• **INSTRUCCIÓN 1**:
Transcribe de la reseña sobre Warcraft el fragmento que empieza con "Tengo escrito (y" y sigue hasta "varíe esa impresión.".
• **INSTRUCCIÓN 2**:
Según la reseña sobre Warcraft, ¿qué nombre recibe la magia negra?
• **INSTRUCCIÓN 3**:
Resume, por favor, la reseña sobre Warcraft en dos oraciones.

╭─ TEXTO PROPORCIONADO

Tengo escrito (y no digo que sea original) que el vídeojuego es una de las nuevas influencias a tener en cuenta en el cine moderno, pero también que, por ahora, no se ha conseguido una auténtica buena película partiendo de ese nuevo afluente de ideas y looks. No será Warcraft. El origen (que parece prever en su título sucesivas entregas que la conviertan en una nueva franquicia multimillonaria) la que varíe esa impresión.
El vídeojuego de Blizzard Entertainment es, ciertamente, muy popular entre los aficionados a esta nueva forma de entretenimiento. Presenta el choque de civilizaciones entre los orcos, seres de aspecto feroz, costumbres primitivas y beligerante carácter, y lo seres humanos, de aspecto menos agresivo pero también con cierta tendencia a tirar de espada con facilidad. Por medio está la magia blanca y la negra (ésta última llamada “fel”, poderosa como la Fuerza de Star Wars, pero limitada al Lado Oscuro), y prodigiosos hechiceros que ayudarán a los amigos y boicotearán a los enemigos, además de alguna que otra traición.
Pero lo cierto es que toda la primera parte resulta bostezante, con un guión plagado de lugares comunes, donde es fácil rastrear la huella de innumerables influencias (por llamarlas así, de forma benévola…), desde una escenografía muy al estilo de El Señor de los Anillos hasta terminologías (véanse los llamados Siete Reinos) que recuerda poderosamente una saga de plena actualidad como Juego de Tronos. La historia está contada confusamente, con su orco humanista que quiere la paz con los hombres, su mago torticero, su aprendiz de brujo que aporta algún momento divertido y su rey en plan paladín, casi una apología de la monarquía.
Duncan Jones, el hijo de David Bowie (el día que se escriba una crítica o gacetilla y no se mencione ese parentesco será el día en el que Jones habrá llegado a la mayoría de edad como cineasta…), nos defrauda tras las interesantes Moon (2009) y, sobre todo, Código fuente (2011), que nos habían hecho concebir esperanzas de estar ante un director que aunaba talento y comercialidad. Aquí, sin embargo, parece haberse ahogado en una película tan grande, con tantos efectos especiales y digitales que los F/X terminan por comerse la historia misma; y es que rodar un filme como éste debe ser lo más parecido a librar una batalla (literal, no figurada) durante los cuatro meses que duró el rodaje.

╰─
╭─ DATOS REGISTRADOS

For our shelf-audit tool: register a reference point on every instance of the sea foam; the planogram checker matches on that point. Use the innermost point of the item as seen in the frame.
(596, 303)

╰─

• **RESULTADO DEL EJERCICIO 1**:
Tengo escrito (y no digo que sea original) que el vídeojuego es una de las nuevas influencias a tener en cuenta en el cine moderno, pero también que, por ahora, no se ha conseguido una auténtica buena película partiendo de ese nuevo afluente de ideas y looks. No será Warcraft. El origen (que parece prever en su título sucesivas entregas que la conviertan en una nueva franquicia multimillonaria) la que varíe esa impresión.

• **RESULTADO DEL EJERCICIO 2**:
Se llama "fel".

• **RESULTADO DEL EJERCICIO 3**:
La reseña sostiene que Warcraft. El origen no cambia la impresión de que aún no se ha logrado una auténtica buena película basada en un videojuego, pues su primera parte resulta bostezante, con un guion plagado de lugares comunes y una historia contada confusamente. Además, afirma que Duncan Jones defrauda tras Moon y Código fuente, ya que en esta película los efectos especiales terminan por comerse la historia misma.